## WHAT THE EXERCISE ASKS
Reproduce exactly the lines below, starting with the line that contains "instance, sample <point>902,113</point>." and ending with the last line of the records, both included, and nothing else.
------ RECORDS SHOWN ------
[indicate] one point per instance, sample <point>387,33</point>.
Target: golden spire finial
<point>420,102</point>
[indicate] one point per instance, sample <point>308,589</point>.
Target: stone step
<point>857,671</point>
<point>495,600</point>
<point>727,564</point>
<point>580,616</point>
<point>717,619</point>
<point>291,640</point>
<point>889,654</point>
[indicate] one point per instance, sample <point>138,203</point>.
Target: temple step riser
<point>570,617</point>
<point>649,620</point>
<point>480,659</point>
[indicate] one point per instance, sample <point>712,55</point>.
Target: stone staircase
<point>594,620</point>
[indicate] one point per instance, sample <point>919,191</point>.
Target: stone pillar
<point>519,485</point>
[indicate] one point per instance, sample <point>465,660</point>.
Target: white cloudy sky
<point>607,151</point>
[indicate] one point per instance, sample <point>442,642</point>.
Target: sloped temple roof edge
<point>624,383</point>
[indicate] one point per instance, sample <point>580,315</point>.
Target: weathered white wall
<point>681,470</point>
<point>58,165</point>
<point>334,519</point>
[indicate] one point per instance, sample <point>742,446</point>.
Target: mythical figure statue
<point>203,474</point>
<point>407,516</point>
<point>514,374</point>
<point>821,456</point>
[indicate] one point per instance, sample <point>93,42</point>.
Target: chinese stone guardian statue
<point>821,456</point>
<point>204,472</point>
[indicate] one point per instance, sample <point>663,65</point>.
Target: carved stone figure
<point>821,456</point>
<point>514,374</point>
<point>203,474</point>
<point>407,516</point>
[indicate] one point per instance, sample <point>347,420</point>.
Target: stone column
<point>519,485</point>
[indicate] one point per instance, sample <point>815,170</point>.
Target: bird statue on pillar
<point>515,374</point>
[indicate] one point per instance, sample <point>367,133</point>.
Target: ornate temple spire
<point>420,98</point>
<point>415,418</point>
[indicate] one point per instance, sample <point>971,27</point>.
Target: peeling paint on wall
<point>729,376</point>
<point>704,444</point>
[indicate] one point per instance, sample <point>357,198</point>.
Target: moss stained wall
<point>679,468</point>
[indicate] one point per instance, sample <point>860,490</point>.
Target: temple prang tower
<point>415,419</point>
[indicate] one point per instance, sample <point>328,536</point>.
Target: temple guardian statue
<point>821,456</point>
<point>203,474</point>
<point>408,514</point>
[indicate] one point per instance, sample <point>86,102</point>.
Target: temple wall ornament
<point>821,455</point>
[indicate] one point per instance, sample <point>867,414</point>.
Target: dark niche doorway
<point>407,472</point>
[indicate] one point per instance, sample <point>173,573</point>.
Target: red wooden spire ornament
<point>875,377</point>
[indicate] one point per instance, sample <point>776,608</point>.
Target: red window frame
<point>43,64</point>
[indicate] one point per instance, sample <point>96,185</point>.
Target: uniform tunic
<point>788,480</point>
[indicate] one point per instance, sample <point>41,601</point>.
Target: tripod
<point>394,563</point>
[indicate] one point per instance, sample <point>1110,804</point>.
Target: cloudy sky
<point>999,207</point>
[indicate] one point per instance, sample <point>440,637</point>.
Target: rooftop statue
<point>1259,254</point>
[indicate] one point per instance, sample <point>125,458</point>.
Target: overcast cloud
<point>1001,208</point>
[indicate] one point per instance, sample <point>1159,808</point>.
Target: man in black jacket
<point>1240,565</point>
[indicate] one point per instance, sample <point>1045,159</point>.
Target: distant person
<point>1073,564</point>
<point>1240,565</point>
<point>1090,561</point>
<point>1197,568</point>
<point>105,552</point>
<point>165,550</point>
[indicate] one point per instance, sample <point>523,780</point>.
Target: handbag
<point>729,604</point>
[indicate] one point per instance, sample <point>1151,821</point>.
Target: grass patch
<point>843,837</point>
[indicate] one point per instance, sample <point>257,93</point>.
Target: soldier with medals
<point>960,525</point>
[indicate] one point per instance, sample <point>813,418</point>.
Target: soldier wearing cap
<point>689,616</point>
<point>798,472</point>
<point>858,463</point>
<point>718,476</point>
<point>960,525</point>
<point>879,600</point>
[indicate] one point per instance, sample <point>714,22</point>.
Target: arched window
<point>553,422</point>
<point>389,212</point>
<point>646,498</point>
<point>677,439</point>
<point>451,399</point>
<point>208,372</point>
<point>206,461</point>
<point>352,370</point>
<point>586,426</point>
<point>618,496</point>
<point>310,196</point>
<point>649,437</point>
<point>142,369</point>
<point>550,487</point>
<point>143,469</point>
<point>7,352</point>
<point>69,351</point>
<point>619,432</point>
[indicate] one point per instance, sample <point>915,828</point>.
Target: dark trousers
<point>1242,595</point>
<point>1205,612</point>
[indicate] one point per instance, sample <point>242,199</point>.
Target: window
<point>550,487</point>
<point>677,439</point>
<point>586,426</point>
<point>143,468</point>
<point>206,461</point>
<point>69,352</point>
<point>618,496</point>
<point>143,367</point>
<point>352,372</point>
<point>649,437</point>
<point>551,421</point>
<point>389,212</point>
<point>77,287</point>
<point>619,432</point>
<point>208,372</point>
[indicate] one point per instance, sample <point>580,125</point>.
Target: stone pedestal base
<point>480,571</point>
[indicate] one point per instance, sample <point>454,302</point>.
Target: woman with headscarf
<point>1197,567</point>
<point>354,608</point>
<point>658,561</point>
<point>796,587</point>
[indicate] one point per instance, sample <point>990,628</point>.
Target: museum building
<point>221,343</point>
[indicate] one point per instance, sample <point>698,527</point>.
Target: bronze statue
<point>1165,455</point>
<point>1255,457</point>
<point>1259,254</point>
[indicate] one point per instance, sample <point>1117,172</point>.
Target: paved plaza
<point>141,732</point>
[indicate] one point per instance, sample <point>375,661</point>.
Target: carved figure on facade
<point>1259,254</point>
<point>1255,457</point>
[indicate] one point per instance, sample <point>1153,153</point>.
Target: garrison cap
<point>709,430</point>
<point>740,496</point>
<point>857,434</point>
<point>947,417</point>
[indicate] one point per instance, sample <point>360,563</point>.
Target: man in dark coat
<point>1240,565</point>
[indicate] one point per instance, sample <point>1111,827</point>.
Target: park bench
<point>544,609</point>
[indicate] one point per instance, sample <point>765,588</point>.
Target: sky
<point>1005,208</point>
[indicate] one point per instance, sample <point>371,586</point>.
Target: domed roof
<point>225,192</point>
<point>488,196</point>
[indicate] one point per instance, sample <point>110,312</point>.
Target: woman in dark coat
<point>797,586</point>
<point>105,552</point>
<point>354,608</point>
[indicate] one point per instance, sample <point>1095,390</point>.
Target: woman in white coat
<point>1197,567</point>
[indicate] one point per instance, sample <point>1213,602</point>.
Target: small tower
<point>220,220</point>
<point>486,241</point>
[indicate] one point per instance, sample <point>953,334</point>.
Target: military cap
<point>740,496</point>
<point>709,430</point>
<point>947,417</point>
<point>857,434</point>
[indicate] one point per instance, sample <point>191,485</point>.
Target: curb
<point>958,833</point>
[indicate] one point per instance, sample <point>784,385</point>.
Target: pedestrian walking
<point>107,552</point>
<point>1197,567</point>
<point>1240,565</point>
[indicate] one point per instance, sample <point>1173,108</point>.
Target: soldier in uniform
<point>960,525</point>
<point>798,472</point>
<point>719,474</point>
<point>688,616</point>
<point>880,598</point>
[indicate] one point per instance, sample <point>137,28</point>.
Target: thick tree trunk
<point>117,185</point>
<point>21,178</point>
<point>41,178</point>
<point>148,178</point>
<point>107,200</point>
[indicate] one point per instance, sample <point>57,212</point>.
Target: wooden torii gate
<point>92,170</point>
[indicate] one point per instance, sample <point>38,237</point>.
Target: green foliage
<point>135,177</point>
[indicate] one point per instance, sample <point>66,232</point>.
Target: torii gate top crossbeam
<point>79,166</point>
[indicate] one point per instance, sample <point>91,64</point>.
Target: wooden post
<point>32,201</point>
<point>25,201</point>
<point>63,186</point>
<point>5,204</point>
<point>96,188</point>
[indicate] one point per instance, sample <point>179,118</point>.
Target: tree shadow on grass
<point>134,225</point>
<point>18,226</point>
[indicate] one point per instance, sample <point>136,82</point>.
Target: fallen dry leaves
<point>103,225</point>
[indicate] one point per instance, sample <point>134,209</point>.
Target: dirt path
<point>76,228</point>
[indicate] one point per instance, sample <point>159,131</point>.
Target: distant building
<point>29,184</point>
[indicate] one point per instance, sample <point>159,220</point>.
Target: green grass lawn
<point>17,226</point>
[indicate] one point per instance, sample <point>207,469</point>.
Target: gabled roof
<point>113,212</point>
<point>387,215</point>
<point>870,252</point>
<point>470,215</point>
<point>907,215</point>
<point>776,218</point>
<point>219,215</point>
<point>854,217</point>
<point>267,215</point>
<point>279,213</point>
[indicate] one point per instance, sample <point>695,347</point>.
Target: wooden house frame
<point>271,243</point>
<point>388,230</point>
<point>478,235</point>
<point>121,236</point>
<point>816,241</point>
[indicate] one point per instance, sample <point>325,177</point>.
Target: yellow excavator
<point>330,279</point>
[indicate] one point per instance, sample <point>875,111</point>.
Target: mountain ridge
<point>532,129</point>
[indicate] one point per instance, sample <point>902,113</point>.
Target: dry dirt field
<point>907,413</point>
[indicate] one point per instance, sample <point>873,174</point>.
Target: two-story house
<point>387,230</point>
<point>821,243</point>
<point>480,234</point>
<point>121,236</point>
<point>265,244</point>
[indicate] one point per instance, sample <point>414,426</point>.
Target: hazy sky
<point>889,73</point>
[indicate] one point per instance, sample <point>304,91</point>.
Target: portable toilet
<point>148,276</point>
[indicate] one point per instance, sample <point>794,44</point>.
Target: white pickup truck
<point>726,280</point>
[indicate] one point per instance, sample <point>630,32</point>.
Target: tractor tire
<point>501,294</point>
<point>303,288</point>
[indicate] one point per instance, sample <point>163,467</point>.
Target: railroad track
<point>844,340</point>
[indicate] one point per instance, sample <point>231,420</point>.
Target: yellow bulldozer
------
## OUTPUT BELOW
[indicate] one point per instance, sample <point>902,113</point>.
Target: dry dirt field
<point>907,413</point>
[indicate] one point per instance, sample <point>873,174</point>.
Target: two-story house
<point>387,230</point>
<point>821,243</point>
<point>480,234</point>
<point>121,236</point>
<point>265,244</point>
[indicate] one point per instance, sample <point>414,426</point>.
Target: hazy sky
<point>889,73</point>
[indicate] one point per instance, sample <point>304,91</point>.
Target: portable toilet
<point>148,276</point>
[indicate] one point per instance, sample <point>794,44</point>.
Target: white pickup truck
<point>726,280</point>
[indicate] one point per instance, sample <point>630,32</point>.
Target: tractor tire
<point>501,294</point>
<point>303,288</point>
[indicate] one point per instance, sample <point>163,467</point>.
Target: railroad track
<point>844,340</point>
[indicate] one point per instance, sample <point>231,420</point>.
Target: yellow bulldozer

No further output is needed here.